Text under study.
+++++

In order to find the most relevant document, we have to compute the similarity between two TF-IDF vectors to see if the document is relevant. The formula used to do this is :
$
\frac{\vec{V_1} \cdot \vec{V_2}}{|\vec{V_1}| \times |\vec{V_2}|}
$

#### Scalar product

The implementation of the scalare product is pretty straightforward. We just have to throw an exception if the vectors aren't of the same dimension.

In [17]:
def scalar_product(vector1: list[float], vector2: list[float]) -> int:
    """ Computes the scalar products of two vector of equal dimension """
    if(len(vector1) != len(vector2)):
        raise IndexError("Must be two vectors of equal length!")
    res = 0
    for i in range(len(vector1)):
        res += vector1[i] * vector2[i]
    return res

In [21]:
scalar_product([0, 1], [1, 0])

0

In [20]:
scalar_product([1, 0.5], [0.5, 1])

1.0

#### Vector norm

In [22]:
from math import sqrt

def vector_norm(vector: list[float]):
    """ Computes the norm of a vector """
    s = 0
    for v in vector:
        s += v ** 2
    return sqrt(s)

#### Similarity

In [23]:
def similarity(vector1:list[float], vector2:list[float]) -> float:
    """ Computes similarity between to vectors """

+++++

Pick up the notebook excerpt on TF-IDF vector similarity above at the point where it stops, and carry it forward.

[Saved entries]

+++++

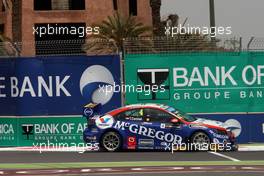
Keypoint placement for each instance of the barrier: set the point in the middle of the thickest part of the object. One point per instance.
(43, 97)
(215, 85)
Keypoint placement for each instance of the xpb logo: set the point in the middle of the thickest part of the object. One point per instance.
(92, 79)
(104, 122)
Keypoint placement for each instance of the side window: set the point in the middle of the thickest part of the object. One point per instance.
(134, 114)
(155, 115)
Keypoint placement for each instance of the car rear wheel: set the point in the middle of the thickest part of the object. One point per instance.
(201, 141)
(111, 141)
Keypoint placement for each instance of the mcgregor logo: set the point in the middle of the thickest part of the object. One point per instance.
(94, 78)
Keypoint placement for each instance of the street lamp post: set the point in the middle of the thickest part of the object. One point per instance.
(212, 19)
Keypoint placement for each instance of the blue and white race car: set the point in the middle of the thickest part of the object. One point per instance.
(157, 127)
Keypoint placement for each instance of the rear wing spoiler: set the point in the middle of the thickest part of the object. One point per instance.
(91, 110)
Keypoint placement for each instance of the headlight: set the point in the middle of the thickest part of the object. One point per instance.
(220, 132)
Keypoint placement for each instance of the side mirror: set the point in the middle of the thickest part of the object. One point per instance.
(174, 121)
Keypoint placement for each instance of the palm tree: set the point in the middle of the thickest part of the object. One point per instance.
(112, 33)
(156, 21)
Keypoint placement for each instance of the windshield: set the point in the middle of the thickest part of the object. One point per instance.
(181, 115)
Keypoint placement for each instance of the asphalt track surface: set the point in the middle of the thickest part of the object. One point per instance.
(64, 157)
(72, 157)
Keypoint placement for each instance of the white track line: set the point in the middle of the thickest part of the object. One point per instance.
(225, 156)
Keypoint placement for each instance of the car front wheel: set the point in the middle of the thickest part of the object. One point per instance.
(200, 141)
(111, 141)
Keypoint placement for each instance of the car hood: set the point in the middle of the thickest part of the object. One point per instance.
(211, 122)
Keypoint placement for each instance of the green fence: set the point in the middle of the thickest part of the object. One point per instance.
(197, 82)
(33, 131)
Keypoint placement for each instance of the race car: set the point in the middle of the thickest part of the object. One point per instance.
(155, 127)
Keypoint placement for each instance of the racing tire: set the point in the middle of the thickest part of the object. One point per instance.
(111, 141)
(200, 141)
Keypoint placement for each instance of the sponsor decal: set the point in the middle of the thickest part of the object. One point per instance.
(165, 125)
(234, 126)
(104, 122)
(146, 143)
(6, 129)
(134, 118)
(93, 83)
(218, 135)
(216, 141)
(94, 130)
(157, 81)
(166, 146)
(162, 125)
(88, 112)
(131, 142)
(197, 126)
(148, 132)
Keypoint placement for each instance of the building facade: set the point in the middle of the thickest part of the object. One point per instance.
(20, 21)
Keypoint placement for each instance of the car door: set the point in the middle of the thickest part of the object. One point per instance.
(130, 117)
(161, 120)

+++++

Output of the task.
    p1 = scalar_product(vector1, vector2)
    p2 = (vector_norm(vector1) * vector_norm(vector2))
    # If one or more of the vector is the null vector
    if(p2 == 0): return 0
    return p1 / p2

In [24]:
similarity([1, 0.5], [0.5, 1])

0.7999999999999998

#### Get the phrase to print

With the most relevant document in the head, we just select the first phrase that contains the word with the highest TF-IDF and return it raw ("uncleaned")

In [25]:
def get_phrase(word:str, raw_text:str) -> str:
    """ Returns the first phrase containing the word, in raw str, without the ending '.' """
    phrases = raw_text.split('.')
    phrases_cleaned = [clean_text(p) for p in phrases]
    res = [phrases[i] for i in range(len(phrases)) if word in phrases_cleaned[i].split(' ')]
    if(len(res)):
        return res[0]
    else:
        return False

## What did we learn

We learned how to make a prettu CLI app, and what are the basis of chatbot. We also forced ourselves to use Git, and we've even gone as far as learning Tkinter to make a graphical UX.